__TASK__.
Reproduce every one of the records below word for word, leaving out the pictures.

__EXERCISE DATA__.
+++

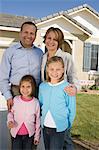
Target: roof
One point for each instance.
(82, 7)
(13, 20)
(16, 21)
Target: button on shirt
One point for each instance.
(18, 61)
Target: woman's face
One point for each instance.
(51, 41)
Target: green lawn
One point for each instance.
(86, 123)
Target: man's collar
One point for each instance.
(19, 45)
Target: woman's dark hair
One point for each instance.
(32, 81)
(58, 33)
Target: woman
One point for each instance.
(53, 40)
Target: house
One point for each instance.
(80, 26)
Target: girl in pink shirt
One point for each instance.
(24, 118)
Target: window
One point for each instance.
(91, 57)
(94, 57)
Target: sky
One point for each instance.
(42, 8)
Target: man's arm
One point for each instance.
(5, 70)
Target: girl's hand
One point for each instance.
(11, 124)
(71, 90)
(36, 142)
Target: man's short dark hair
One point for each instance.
(29, 23)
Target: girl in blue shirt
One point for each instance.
(58, 108)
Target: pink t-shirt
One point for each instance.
(23, 130)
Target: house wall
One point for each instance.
(70, 33)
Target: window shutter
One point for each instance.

+++

__COMPLETED TASK__.
Target: roof
One point for each instance.
(82, 7)
(13, 20)
(16, 21)
Target: button on shirt
One point for each instance.
(18, 61)
Target: woman's face
One point for each instance.
(51, 41)
Target: green lawn
One point for each instance.
(86, 123)
Target: man's collar
One point for each instance.
(19, 45)
Target: woman's dark hair
One point for each instance.
(32, 81)
(58, 33)
Target: woman
One point for each instance.
(53, 40)
Target: house
One point for each instance.
(80, 26)
Target: girl in pink shirt
One point for each instance.
(24, 118)
Target: window
One point for each instance.
(91, 57)
(94, 57)
Target: sky
One point for each instance.
(42, 8)
Target: man's arm
One point for each instance.
(5, 70)
Target: girl's hand
One point for each instance.
(11, 124)
(71, 90)
(36, 142)
Target: man's short dark hair
One point for each instance.
(29, 23)
Target: girl in blue shirt
One point for each instance.
(58, 108)
Target: pink t-shirt
One point for each instance.
(23, 130)
Target: house wall
One point for each instance.
(70, 33)
Target: window shutter
One point for each instance.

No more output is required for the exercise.